What you need to do:
1. Translate this sentence from the excerpt on passing shared_ptr by reference into Spanish: "But of course it still goes ahead and crashes, because msg is never null when send_message is called."
2. In the excerpt on passing shared_ptr by reference, what does the test code do in Visual C++ 2010 debug builds?
3. Go on with the excerpt on passing shared_ptr by reference, picking up after its final sentence.

But the real problem is that now the test code will exhibit undefined behaviour (in Visual C++ 2010 debug builds, it crashes).
Mr Maintainer is surprised by this, but adds a defensive check to send_message in an attempt to stop the problem happening:
void send_message(const std::shared_ptr<std::string> &msg)
{
if (msg == 0)
return;
But of course it still goes ahead and crashes, because msg is never null when send_message is called.
As I say, with all the code so close together in a trivial example, it's easy to find the mistake. But in real programs, with more complex relationships between mutable objects that hold pointers to each other, it is easy to make the mistake, and hard to construct the necessary test cases to detect the mistake.
The easy solution, where you want a function to be able to rely on a shared_ptr continuing to be non-null throughout, is for the function to allocate its own true shared_ptr, rather than relying on a reference to an existing shared_ptr.

[Saved entries]
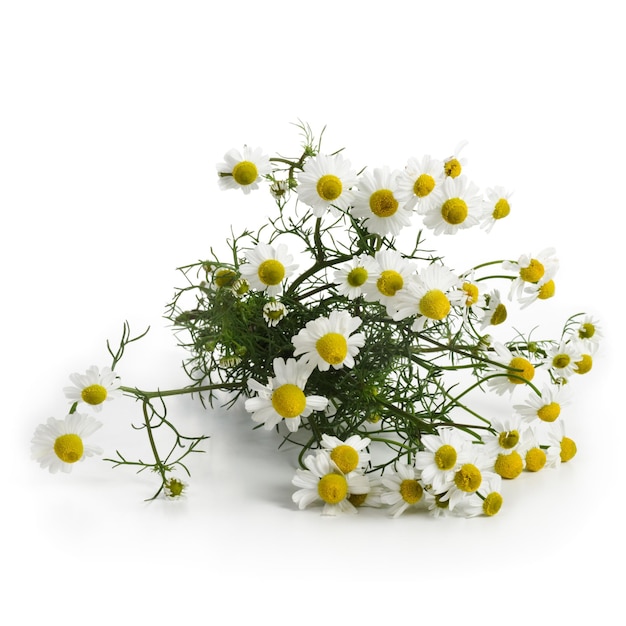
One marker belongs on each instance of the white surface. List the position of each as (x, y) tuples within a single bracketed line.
[(112, 118)]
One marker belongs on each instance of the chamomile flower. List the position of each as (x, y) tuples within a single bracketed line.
[(322, 481), (283, 398), (243, 170), (496, 206), (392, 274), (457, 207), (561, 359), (402, 489), (376, 202), (515, 370), (268, 267), (58, 444), (325, 183), (531, 269), (442, 455), (547, 406), (330, 341), (419, 182), (429, 296), (351, 277), (94, 387), (347, 455), (495, 313)]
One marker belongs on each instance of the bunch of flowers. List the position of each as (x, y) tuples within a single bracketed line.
[(364, 353)]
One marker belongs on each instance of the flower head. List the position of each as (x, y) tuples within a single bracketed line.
[(58, 444)]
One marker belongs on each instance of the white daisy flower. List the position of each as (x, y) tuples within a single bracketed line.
[(547, 406), (322, 481), (58, 444), (428, 296), (457, 207), (273, 312), (402, 489), (562, 359), (243, 170), (443, 453), (515, 370), (376, 202), (325, 183), (419, 182), (268, 267), (94, 387), (347, 455), (352, 276), (392, 274), (330, 341), (283, 398), (531, 270), (496, 206)]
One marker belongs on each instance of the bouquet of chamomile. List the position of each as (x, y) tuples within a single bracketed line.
[(372, 358)]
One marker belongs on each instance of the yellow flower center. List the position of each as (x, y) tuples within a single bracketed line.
[(357, 276), (549, 412), (424, 184), (468, 478), (535, 459), (452, 168), (501, 209), (434, 304), (346, 458), (568, 449), (492, 503), (245, 172), (332, 347), (329, 187), (94, 394), (584, 365), (389, 282), (499, 315), (454, 211), (411, 491), (546, 290), (533, 272), (509, 465), (69, 448), (508, 439), (288, 400), (332, 488), (383, 203), (471, 293), (271, 272), (445, 457), (524, 370)]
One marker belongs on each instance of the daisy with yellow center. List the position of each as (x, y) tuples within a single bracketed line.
[(429, 296), (402, 489), (95, 387), (377, 203), (458, 207), (325, 184), (329, 341), (268, 267), (243, 170), (515, 370), (496, 206), (351, 277), (443, 453), (419, 182), (58, 444), (283, 398), (323, 482)]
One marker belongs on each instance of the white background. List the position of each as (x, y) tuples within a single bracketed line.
[(113, 116)]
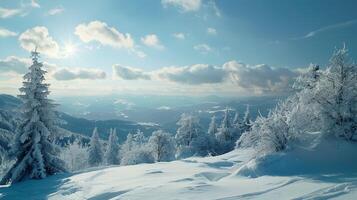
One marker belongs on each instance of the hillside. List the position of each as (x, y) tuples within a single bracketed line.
[(8, 114), (193, 178)]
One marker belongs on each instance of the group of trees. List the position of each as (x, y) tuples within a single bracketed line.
[(325, 102), (190, 140)]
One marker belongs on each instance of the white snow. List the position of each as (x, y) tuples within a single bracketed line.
[(192, 178)]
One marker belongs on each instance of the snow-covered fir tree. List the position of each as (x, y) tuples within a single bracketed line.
[(112, 152), (162, 146), (74, 154), (95, 152), (336, 93), (127, 146), (36, 155), (135, 150), (226, 135), (212, 128), (326, 104), (246, 123), (212, 131), (190, 138)]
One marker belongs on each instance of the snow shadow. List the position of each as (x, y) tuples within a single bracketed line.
[(108, 195), (34, 189)]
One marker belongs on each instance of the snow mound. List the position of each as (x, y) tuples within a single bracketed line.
[(326, 157), (192, 178)]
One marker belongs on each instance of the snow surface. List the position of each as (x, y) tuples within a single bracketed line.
[(194, 178)]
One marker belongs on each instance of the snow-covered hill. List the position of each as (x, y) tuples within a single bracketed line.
[(193, 178)]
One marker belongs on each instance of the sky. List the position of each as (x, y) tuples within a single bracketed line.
[(188, 47)]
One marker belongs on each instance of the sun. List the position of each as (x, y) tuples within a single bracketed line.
[(70, 49)]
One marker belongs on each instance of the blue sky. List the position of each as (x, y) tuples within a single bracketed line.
[(283, 35)]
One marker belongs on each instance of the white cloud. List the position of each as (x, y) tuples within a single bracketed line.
[(211, 31), (193, 75), (180, 36), (14, 64), (202, 48), (328, 28), (152, 41), (55, 11), (65, 74), (104, 34), (39, 37), (129, 73), (257, 79), (35, 4), (6, 33), (7, 12), (183, 5), (260, 78)]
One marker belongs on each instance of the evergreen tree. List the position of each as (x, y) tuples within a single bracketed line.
[(212, 131), (246, 123), (162, 146), (212, 128), (95, 153), (36, 155), (336, 94), (113, 148), (225, 135), (190, 138)]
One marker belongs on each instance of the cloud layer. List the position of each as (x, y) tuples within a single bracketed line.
[(14, 64), (6, 33), (39, 37), (65, 74), (104, 34), (6, 12), (129, 73), (193, 75), (152, 41), (258, 79), (183, 5)]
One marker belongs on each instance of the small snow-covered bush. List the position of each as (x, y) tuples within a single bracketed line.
[(137, 156), (162, 146)]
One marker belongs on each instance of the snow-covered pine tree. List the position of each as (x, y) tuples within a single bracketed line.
[(236, 121), (225, 135), (95, 152), (190, 138), (308, 79), (162, 146), (112, 157), (246, 123), (336, 94), (212, 131), (212, 128), (135, 150), (36, 155)]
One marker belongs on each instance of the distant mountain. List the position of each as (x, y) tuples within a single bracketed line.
[(9, 114), (162, 110)]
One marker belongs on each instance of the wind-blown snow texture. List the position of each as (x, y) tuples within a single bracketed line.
[(193, 178)]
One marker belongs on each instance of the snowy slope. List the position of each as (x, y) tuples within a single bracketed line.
[(193, 178)]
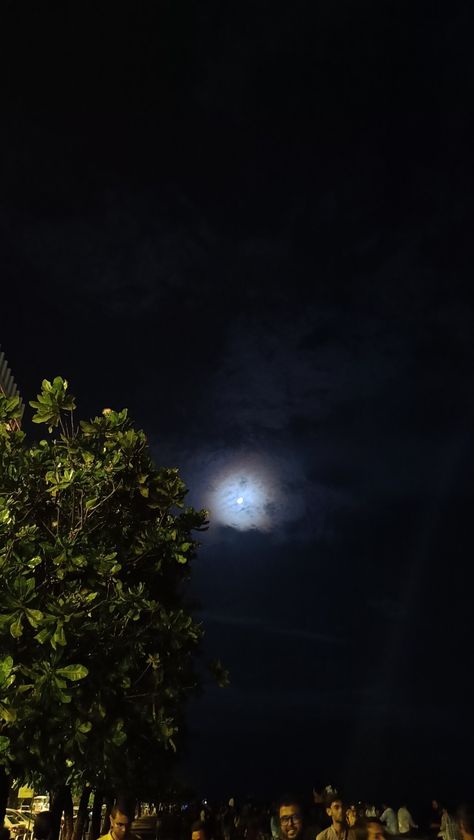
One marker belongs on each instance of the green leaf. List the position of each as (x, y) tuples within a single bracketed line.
[(6, 666), (16, 629), (73, 672), (59, 637), (33, 616), (4, 743), (8, 715), (42, 636)]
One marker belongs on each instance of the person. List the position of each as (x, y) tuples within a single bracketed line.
[(465, 818), (198, 830), (351, 816), (389, 818), (121, 820), (291, 818), (335, 810), (274, 823), (405, 820), (368, 829)]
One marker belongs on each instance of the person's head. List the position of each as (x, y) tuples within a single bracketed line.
[(465, 817), (42, 825), (120, 822), (291, 818), (351, 815), (198, 831), (334, 808)]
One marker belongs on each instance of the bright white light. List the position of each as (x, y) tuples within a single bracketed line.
[(244, 495)]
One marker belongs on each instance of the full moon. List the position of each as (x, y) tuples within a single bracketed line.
[(244, 495)]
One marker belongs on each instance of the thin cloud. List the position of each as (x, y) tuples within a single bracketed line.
[(249, 623)]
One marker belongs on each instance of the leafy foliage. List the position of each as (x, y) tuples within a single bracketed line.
[(96, 645)]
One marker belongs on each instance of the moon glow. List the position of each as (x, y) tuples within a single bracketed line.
[(244, 495)]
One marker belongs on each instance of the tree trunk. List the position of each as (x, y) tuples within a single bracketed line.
[(109, 801), (13, 798), (4, 790), (82, 818), (68, 816), (61, 798), (96, 814)]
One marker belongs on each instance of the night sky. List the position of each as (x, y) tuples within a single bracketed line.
[(251, 223)]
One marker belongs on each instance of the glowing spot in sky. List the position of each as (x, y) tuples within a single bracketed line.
[(244, 494)]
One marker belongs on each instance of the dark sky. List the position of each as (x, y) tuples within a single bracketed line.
[(251, 223)]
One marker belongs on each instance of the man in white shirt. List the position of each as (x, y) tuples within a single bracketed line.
[(338, 829), (405, 821), (389, 818)]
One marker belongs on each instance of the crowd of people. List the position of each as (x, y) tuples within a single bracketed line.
[(328, 817)]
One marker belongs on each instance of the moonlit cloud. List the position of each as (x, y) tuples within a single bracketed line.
[(245, 494)]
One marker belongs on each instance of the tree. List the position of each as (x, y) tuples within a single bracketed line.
[(97, 647)]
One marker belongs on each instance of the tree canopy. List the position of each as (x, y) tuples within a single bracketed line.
[(97, 646)]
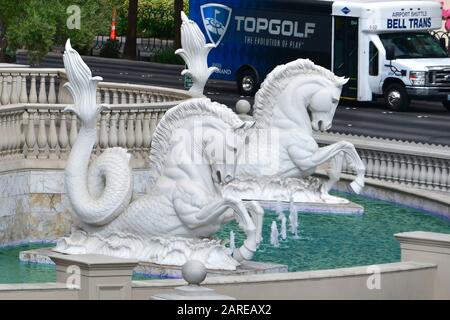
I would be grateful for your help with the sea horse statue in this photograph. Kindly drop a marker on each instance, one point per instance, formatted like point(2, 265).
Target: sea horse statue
point(185, 206)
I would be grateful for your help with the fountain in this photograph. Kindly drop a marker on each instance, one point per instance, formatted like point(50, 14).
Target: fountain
point(293, 218)
point(203, 164)
point(274, 235)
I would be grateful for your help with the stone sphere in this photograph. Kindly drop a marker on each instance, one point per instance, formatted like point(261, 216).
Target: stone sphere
point(194, 272)
point(243, 107)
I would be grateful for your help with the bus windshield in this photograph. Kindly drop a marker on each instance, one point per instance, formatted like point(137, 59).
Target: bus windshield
point(413, 45)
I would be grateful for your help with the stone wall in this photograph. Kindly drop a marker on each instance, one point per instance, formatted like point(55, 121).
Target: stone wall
point(35, 207)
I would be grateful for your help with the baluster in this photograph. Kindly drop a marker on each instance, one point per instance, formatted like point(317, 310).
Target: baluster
point(107, 97)
point(376, 165)
point(103, 131)
point(138, 98)
point(444, 175)
point(139, 140)
point(73, 134)
point(52, 136)
point(1, 88)
point(430, 173)
point(52, 90)
point(423, 174)
point(146, 135)
point(123, 97)
point(383, 168)
point(23, 91)
point(437, 175)
point(131, 139)
point(389, 167)
point(42, 136)
point(31, 135)
point(3, 136)
point(409, 171)
point(113, 136)
point(115, 97)
point(33, 90)
point(416, 172)
point(63, 137)
point(14, 90)
point(5, 91)
point(16, 139)
point(153, 123)
point(131, 98)
point(402, 174)
point(99, 96)
point(21, 119)
point(160, 115)
point(42, 90)
point(396, 169)
point(122, 141)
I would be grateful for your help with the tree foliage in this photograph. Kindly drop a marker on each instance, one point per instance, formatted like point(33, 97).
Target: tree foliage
point(37, 25)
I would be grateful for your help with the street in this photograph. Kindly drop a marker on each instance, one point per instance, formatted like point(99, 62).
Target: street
point(425, 122)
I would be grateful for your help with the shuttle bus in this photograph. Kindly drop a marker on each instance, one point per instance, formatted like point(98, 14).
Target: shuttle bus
point(385, 47)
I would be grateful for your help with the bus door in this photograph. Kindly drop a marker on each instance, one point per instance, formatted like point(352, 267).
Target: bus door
point(346, 54)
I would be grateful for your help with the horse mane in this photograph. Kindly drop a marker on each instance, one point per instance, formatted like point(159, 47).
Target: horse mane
point(276, 82)
point(174, 118)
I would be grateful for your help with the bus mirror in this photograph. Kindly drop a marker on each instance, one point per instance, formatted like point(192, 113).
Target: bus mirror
point(390, 53)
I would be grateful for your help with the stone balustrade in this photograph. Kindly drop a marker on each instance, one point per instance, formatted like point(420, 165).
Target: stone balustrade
point(45, 132)
point(410, 164)
point(35, 132)
point(45, 86)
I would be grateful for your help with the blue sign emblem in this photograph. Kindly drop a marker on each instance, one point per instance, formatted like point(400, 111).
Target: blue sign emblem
point(216, 18)
point(345, 10)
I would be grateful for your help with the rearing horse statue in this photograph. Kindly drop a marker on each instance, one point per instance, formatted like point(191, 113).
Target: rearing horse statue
point(295, 100)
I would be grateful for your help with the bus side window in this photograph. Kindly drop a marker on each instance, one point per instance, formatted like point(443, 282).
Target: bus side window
point(373, 60)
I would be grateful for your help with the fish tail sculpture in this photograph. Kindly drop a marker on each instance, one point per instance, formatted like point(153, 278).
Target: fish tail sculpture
point(195, 53)
point(101, 192)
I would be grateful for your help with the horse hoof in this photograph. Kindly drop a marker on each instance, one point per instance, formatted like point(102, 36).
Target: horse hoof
point(356, 187)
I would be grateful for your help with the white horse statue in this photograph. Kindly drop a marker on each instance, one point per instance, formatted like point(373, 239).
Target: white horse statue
point(280, 152)
point(193, 153)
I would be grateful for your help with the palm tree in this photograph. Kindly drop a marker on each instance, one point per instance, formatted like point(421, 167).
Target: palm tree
point(130, 44)
point(178, 6)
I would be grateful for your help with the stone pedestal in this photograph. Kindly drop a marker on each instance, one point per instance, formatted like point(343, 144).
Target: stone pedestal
point(432, 248)
point(97, 277)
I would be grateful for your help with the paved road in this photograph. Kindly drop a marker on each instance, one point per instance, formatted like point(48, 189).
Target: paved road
point(425, 122)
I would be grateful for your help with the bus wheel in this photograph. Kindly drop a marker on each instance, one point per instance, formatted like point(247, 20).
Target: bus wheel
point(446, 104)
point(396, 98)
point(247, 82)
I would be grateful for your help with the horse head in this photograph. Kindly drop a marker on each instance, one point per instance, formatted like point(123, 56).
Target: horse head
point(323, 103)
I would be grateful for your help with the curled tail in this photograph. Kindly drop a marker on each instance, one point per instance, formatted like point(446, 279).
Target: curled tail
point(98, 193)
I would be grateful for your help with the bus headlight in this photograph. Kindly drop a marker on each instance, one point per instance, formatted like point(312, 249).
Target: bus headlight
point(417, 78)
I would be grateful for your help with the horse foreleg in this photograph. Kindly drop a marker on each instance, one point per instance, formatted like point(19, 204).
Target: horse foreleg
point(307, 160)
point(257, 214)
point(334, 174)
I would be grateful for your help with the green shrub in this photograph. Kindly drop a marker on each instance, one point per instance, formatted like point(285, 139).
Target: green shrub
point(111, 49)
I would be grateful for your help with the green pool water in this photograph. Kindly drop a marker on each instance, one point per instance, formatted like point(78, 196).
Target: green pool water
point(326, 241)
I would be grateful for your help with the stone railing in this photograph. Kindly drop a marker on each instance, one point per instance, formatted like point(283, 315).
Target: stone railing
point(411, 164)
point(34, 127)
point(45, 86)
point(45, 132)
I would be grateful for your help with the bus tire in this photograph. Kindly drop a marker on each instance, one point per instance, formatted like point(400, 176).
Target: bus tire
point(446, 104)
point(247, 82)
point(396, 98)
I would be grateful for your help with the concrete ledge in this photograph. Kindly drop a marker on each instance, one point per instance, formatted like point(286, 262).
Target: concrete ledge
point(407, 280)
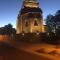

Answers below:
1. Pero, por supuesto, sigue adelante y falla, porque msg nunca es nulo cuando se llama a send_message.

2. It crashes.

3.
The downside is that copied a shared_ptr is not free: even "lock-free" implementations have to use an interlocked operation to honour threading guarantees. So there may be situations where a program can be significantly sped up by changing a shared_ptr into a shared_ptr &. But it this is not a change that can be safely made to all programs. It changes the logical meaning of the program.
Note that a similar bug would occur if we used std::string throughout instead of std::shared_ptr<std::string>, and instead of:
previous_message = 0;
to clear the message, we said:
previous_message.clear();
Then the symptom would be the accidental sending of an empty message, instead of undefined behaviour. The cost of an extra copy of a very large string may be a lot more significant than the cost of copying a shared_ptr, so the trade-off may be different.
I would advise against this practice unless you and the other programmers you work with really, really know what you are all doing.
First, you have no idea how the interface to your class might evolve and you want to prevent other programmers from doing bad things. Passing a shared_ptr by reference isn't something a programmer should expect to see, because it isn't idiomatic, and that makes it easy to use it incorrectly. Program defensively: make the interface hard to use incorrectly. Passing by reference is just going to invite problems later on.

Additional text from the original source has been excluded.